→ MATERIAL PROVIDED
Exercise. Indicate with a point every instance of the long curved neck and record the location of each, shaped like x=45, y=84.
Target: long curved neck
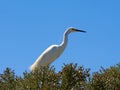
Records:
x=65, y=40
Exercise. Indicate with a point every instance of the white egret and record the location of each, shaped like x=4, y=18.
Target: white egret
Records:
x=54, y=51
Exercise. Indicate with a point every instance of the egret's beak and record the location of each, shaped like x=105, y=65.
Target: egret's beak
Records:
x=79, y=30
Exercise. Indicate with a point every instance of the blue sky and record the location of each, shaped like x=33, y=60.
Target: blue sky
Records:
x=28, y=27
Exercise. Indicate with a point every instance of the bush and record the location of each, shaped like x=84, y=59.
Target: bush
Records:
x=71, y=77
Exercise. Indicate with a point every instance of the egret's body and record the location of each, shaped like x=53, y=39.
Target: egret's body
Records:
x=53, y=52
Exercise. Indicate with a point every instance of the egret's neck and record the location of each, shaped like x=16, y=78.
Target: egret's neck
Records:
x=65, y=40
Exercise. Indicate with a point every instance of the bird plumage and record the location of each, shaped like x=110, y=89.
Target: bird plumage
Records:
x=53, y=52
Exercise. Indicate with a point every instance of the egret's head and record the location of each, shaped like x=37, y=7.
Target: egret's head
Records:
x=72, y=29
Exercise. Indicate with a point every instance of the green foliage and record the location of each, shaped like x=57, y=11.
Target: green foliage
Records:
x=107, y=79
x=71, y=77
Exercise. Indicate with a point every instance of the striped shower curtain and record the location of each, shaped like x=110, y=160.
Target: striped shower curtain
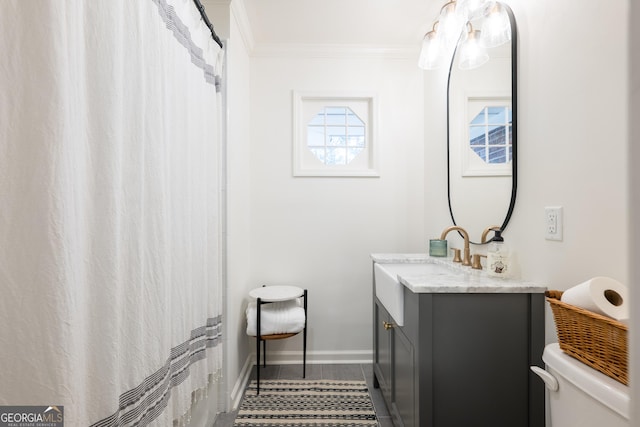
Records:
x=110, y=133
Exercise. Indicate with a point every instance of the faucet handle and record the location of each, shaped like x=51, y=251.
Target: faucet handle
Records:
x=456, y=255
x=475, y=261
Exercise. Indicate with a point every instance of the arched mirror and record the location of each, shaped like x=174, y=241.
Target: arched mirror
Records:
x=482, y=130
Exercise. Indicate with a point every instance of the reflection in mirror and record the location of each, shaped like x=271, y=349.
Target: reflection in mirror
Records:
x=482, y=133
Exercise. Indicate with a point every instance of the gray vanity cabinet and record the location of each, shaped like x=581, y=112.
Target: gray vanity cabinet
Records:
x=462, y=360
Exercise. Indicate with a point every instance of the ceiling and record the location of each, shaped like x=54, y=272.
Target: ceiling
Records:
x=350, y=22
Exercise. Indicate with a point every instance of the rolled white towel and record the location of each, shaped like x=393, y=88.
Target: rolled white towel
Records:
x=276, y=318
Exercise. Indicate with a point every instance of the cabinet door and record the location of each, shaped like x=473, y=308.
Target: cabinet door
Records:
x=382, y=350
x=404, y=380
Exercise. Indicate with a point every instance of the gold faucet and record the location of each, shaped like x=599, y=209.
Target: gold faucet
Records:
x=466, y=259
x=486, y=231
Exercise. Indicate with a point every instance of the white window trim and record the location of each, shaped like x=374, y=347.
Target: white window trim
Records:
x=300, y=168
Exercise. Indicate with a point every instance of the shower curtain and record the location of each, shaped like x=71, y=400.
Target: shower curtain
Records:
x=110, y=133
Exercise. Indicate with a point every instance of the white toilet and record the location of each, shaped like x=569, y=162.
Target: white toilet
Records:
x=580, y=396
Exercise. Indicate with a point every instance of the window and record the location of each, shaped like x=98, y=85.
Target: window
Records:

---

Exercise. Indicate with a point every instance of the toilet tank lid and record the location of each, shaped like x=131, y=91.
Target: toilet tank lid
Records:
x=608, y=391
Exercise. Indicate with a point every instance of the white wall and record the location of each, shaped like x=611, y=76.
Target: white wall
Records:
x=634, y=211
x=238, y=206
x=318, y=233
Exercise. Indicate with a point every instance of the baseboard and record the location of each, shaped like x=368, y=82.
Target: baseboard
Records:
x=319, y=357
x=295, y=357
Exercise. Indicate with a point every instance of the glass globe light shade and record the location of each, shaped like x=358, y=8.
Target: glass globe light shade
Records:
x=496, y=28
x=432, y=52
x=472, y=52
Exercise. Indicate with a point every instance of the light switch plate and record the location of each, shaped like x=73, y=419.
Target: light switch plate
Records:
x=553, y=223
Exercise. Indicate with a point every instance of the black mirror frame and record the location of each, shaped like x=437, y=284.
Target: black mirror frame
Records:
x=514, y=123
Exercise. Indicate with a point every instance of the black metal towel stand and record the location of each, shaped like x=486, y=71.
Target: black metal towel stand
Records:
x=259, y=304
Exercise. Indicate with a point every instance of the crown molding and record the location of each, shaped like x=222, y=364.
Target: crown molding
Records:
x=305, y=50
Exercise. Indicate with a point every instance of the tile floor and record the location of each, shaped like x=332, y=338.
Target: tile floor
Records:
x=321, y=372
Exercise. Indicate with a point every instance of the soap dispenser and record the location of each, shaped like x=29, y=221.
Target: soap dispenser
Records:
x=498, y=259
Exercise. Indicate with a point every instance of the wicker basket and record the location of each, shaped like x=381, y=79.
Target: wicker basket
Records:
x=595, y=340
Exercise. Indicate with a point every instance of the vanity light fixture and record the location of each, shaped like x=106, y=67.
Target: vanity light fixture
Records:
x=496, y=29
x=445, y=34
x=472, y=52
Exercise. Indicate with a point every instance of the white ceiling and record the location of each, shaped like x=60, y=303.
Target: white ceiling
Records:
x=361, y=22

* * *

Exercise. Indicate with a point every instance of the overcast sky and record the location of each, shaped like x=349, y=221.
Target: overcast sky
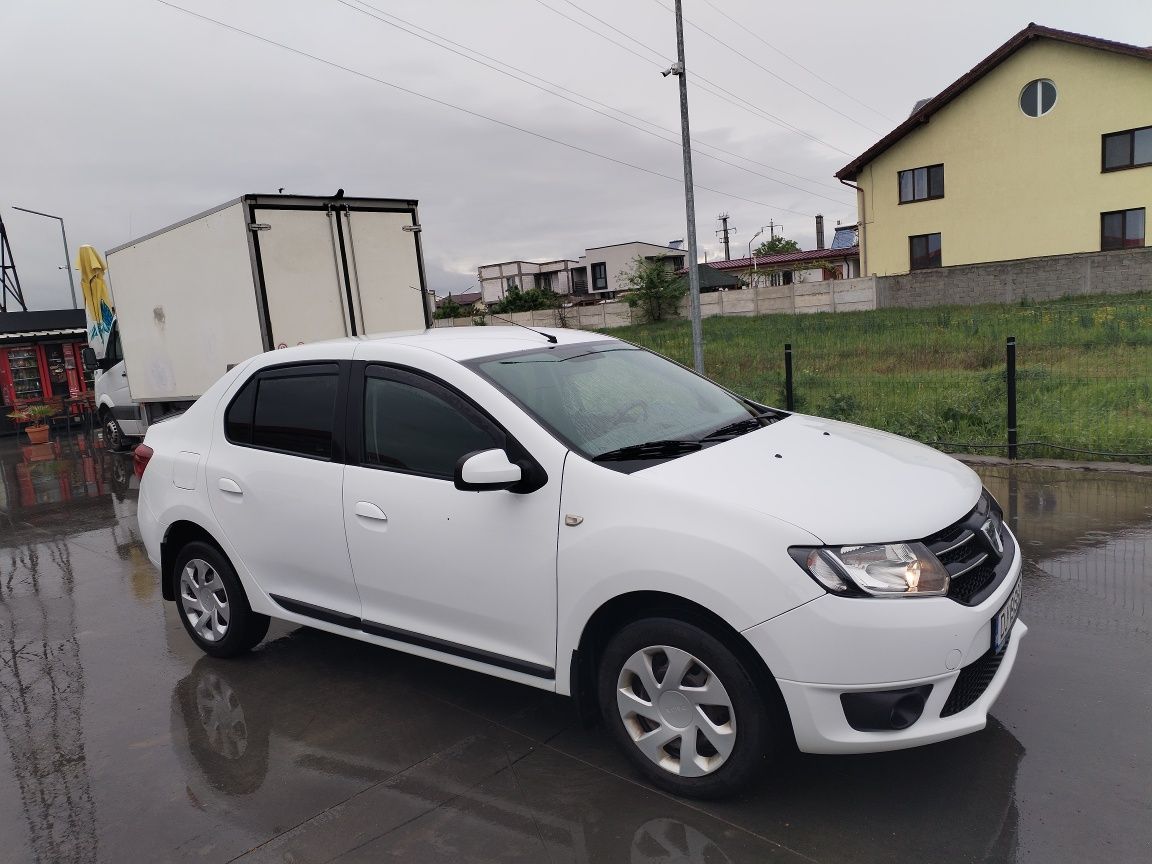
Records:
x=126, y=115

→ EXERCISE TASK
Count the lines of the records that hold the word "bush" and give only the number.

→ COMPLETE ANSWER
2